::: Available data :::
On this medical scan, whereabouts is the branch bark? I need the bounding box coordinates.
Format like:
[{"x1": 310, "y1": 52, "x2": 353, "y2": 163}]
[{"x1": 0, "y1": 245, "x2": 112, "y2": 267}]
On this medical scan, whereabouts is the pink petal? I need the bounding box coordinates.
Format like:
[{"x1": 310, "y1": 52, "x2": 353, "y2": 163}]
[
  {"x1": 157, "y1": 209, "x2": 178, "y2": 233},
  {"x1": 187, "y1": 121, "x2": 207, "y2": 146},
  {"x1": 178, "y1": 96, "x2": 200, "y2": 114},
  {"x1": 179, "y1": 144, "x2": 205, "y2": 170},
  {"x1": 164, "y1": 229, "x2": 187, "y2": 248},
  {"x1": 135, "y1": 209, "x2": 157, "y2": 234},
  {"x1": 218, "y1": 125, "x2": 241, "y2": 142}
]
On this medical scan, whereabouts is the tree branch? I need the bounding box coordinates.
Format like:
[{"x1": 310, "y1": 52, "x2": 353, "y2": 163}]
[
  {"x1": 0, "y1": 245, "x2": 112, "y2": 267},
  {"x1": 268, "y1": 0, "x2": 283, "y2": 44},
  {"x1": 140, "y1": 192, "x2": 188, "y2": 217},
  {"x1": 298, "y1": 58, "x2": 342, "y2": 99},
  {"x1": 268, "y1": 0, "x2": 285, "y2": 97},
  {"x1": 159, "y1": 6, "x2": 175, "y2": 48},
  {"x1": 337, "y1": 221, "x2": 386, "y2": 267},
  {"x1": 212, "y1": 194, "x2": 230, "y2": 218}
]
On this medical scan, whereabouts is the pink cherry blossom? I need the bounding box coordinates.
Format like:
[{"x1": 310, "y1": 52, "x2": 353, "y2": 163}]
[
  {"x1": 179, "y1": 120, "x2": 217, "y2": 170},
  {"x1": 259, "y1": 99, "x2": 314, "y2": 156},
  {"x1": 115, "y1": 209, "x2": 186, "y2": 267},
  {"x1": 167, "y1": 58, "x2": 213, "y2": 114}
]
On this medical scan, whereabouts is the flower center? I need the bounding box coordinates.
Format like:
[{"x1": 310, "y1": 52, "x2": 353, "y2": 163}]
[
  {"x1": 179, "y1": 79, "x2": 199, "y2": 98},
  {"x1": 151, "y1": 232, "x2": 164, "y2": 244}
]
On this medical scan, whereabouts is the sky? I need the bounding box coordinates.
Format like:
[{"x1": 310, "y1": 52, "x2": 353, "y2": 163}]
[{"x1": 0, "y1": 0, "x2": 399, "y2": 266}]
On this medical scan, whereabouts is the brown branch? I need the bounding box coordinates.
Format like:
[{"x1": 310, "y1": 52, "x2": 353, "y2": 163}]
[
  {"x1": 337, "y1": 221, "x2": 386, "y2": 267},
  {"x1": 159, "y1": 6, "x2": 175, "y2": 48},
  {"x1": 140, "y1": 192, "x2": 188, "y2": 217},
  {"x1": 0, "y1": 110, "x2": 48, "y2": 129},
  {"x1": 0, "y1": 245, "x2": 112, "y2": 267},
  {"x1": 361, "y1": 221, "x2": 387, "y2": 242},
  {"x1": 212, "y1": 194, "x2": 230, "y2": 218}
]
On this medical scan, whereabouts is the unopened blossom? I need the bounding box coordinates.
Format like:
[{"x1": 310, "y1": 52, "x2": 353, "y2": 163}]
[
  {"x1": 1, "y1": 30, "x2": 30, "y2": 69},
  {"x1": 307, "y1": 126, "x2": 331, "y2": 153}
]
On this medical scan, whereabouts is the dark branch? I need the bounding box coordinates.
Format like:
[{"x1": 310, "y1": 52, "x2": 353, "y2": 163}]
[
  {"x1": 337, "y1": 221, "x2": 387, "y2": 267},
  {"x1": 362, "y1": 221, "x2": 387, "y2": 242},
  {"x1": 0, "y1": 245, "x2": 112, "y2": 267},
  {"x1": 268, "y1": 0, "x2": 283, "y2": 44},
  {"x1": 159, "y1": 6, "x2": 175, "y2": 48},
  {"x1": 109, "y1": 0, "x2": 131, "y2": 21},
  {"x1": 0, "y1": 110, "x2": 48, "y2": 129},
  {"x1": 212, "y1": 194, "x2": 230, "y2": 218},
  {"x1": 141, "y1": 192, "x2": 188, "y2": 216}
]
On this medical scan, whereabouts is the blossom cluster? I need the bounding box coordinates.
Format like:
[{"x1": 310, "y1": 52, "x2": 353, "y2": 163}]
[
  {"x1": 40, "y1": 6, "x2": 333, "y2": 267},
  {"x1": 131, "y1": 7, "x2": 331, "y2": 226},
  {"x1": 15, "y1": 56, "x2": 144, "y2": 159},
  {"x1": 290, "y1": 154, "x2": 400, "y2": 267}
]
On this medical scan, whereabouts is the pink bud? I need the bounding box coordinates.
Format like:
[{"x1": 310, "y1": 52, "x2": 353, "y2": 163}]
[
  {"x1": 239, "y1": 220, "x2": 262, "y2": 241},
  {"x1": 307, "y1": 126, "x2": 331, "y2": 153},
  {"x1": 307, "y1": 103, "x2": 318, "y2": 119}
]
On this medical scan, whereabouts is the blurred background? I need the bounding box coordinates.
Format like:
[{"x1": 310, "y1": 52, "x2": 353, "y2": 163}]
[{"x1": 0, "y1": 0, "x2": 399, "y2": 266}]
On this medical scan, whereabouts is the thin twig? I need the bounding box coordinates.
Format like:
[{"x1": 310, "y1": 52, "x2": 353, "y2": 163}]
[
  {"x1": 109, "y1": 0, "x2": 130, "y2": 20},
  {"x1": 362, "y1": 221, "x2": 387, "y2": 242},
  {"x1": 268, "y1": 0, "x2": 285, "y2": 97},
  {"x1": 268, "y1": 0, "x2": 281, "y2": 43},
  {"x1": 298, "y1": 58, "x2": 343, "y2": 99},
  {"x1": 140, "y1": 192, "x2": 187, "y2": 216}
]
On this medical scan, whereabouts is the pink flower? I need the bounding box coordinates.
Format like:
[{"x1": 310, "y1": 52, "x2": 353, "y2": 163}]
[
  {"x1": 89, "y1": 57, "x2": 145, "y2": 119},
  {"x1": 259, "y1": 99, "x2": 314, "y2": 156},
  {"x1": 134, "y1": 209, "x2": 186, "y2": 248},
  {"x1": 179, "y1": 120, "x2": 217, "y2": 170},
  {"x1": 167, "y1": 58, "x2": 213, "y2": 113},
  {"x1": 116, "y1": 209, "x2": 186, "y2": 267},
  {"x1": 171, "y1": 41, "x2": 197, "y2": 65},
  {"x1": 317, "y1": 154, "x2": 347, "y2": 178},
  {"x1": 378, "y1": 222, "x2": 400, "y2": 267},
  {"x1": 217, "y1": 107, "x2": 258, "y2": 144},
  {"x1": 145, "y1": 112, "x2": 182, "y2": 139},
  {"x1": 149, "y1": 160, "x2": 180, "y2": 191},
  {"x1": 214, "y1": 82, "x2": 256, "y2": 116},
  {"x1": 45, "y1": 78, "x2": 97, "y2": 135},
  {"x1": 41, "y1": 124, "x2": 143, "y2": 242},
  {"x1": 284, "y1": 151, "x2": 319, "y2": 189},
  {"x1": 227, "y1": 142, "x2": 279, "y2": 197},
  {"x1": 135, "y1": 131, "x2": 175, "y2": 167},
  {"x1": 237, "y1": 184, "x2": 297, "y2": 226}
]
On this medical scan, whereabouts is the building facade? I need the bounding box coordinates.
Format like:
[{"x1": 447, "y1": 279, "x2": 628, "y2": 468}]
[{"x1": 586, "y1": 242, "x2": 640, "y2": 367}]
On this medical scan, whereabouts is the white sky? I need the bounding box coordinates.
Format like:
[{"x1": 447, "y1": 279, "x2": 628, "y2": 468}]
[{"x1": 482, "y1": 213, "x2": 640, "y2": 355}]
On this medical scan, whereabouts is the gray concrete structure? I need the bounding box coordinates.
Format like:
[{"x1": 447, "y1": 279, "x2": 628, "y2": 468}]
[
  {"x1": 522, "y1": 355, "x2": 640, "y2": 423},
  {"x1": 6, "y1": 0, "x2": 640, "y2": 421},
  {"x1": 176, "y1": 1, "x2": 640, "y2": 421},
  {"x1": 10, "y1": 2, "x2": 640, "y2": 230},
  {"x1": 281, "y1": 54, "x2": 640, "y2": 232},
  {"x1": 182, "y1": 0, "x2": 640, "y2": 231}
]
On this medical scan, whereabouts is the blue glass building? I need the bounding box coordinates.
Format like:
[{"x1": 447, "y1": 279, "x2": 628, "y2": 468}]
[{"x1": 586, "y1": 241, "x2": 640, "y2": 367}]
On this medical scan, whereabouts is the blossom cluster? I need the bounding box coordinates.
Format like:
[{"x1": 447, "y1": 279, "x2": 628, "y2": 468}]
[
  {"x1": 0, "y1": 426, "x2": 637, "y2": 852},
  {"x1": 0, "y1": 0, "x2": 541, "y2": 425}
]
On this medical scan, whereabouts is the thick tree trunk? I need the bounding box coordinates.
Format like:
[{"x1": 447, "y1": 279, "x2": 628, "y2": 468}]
:::
A complete answer lists each line of the data that holds the word "tree".

On this medical scan, whereabouts is the tree branch? I need the bounding box coordinates.
On this medical scan, whereabouts is the thick tree trunk? I need the bounding box coordinates.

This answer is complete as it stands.